▶ Point labeling examples:
· · ·

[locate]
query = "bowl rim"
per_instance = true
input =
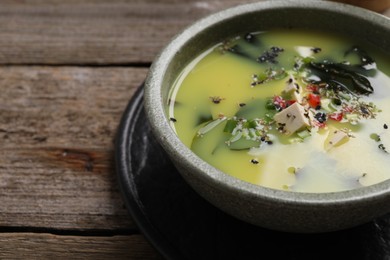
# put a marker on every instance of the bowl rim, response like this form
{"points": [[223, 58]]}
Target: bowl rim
{"points": [[211, 175]]}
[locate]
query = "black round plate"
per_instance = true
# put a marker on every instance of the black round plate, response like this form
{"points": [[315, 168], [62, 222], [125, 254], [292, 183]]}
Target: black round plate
{"points": [[182, 225]]}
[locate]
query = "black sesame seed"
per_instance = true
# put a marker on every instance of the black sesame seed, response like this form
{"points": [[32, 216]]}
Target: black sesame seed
{"points": [[249, 37]]}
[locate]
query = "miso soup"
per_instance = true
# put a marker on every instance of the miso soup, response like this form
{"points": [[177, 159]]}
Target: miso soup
{"points": [[289, 109]]}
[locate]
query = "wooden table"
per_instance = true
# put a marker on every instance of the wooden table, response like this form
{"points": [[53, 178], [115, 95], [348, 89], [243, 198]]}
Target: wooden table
{"points": [[67, 72]]}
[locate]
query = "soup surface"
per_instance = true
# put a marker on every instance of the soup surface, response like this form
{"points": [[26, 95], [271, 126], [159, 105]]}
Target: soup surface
{"points": [[288, 109]]}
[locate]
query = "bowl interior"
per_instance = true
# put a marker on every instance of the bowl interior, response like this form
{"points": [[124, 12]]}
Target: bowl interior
{"points": [[262, 16]]}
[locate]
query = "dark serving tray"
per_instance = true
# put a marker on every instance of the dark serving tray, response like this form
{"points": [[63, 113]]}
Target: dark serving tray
{"points": [[182, 225]]}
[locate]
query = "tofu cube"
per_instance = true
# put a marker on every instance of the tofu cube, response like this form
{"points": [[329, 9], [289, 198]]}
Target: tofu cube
{"points": [[336, 138], [293, 89], [293, 118]]}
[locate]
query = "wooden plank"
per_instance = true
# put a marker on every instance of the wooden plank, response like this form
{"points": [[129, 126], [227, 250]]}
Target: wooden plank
{"points": [[47, 246], [57, 127], [94, 32]]}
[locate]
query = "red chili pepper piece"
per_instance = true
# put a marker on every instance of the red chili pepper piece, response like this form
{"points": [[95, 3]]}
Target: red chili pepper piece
{"points": [[279, 101], [290, 102], [314, 100], [312, 88]]}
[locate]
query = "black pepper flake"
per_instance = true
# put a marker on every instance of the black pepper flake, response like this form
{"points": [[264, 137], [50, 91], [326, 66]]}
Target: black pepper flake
{"points": [[216, 99], [316, 50], [271, 55], [249, 37], [254, 161]]}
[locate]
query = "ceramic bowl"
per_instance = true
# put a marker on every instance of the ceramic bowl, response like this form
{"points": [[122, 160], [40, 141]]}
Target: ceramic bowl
{"points": [[265, 207]]}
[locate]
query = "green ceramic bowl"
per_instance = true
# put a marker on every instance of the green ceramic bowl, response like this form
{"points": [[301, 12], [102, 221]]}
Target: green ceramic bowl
{"points": [[265, 207]]}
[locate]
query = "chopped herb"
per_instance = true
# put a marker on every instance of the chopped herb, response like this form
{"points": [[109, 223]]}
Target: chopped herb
{"points": [[210, 126], [254, 161], [291, 170], [321, 117], [270, 56], [382, 147], [316, 50]]}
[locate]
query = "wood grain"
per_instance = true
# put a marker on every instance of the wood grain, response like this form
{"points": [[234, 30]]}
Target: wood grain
{"points": [[94, 32], [57, 127], [47, 246]]}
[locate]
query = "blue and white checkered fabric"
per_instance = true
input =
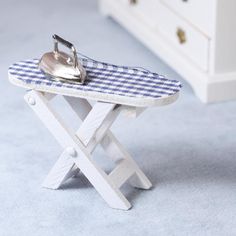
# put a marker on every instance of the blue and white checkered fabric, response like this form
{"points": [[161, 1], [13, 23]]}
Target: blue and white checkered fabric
{"points": [[102, 78]]}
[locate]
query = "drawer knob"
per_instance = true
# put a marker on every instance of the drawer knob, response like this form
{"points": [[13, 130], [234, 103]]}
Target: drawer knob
{"points": [[133, 2], [181, 36]]}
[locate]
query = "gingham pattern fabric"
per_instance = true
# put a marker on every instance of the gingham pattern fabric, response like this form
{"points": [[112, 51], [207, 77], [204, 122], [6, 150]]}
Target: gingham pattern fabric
{"points": [[102, 78]]}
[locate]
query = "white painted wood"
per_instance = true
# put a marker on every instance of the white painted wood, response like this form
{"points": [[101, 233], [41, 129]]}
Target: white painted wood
{"points": [[94, 120], [97, 177], [196, 46], [111, 145], [123, 171], [117, 152], [49, 96], [132, 112], [218, 83], [200, 13]]}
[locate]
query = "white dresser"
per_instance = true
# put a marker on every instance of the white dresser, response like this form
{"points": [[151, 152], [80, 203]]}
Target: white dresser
{"points": [[197, 38]]}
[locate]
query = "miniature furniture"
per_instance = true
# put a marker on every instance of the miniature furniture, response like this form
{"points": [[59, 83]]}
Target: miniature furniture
{"points": [[195, 37], [115, 89]]}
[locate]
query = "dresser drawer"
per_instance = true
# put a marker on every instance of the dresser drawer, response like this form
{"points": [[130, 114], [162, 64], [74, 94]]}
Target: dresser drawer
{"points": [[184, 37], [200, 13], [145, 10]]}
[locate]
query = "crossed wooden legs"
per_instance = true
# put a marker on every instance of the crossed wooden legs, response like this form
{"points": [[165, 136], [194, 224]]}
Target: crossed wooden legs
{"points": [[79, 145]]}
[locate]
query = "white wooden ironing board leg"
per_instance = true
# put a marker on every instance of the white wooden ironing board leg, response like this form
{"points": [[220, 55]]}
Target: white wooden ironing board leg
{"points": [[111, 145], [78, 146]]}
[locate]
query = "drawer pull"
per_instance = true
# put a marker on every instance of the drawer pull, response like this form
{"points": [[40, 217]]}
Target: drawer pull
{"points": [[181, 36], [133, 2]]}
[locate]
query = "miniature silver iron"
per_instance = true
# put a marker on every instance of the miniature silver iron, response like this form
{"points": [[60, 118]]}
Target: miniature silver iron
{"points": [[62, 66]]}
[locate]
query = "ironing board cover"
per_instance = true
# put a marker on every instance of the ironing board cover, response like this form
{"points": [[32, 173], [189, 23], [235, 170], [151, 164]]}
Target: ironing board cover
{"points": [[105, 82]]}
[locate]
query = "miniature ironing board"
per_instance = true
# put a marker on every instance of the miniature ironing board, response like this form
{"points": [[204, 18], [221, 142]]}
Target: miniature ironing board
{"points": [[114, 89]]}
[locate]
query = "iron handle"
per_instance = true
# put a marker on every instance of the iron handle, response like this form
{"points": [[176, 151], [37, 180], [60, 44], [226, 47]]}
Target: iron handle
{"points": [[58, 39], [181, 35]]}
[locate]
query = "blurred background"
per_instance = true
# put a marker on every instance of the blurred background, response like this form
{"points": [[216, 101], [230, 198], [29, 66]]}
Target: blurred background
{"points": [[187, 149]]}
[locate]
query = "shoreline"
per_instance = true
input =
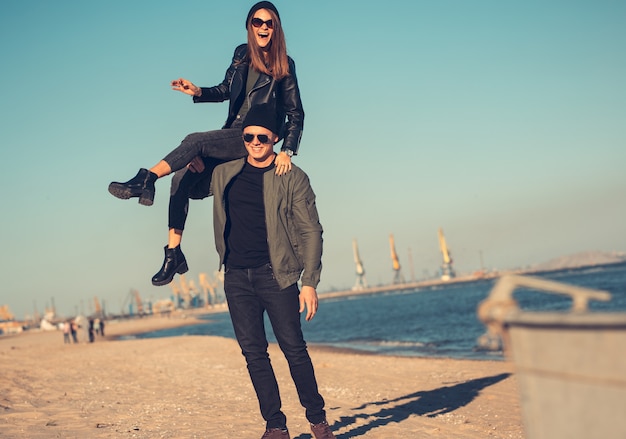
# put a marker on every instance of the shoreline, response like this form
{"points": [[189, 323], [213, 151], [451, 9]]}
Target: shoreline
{"points": [[198, 387]]}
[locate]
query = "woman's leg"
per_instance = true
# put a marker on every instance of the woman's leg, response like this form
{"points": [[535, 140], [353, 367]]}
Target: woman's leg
{"points": [[223, 144], [185, 185]]}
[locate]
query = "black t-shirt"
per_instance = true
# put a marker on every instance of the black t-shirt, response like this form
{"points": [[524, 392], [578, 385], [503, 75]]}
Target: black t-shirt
{"points": [[246, 234]]}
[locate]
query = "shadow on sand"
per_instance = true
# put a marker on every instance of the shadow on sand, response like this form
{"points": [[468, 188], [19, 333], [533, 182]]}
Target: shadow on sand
{"points": [[423, 403]]}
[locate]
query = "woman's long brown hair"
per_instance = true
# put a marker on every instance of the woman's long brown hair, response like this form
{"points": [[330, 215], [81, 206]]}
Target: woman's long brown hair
{"points": [[275, 63]]}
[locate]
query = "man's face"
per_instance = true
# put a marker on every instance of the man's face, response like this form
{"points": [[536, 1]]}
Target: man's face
{"points": [[260, 150]]}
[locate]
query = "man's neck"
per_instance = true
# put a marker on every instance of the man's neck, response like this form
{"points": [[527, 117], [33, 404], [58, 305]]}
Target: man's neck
{"points": [[262, 164]]}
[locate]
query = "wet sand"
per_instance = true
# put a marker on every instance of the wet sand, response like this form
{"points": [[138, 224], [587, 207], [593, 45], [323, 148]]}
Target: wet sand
{"points": [[198, 387]]}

· · ·

Return every line from the records above that contains the string "miso".

▶ Written answer:
query = "miso soup"
# put a marker on every instance of the miso soup, response like this form
Target: miso soup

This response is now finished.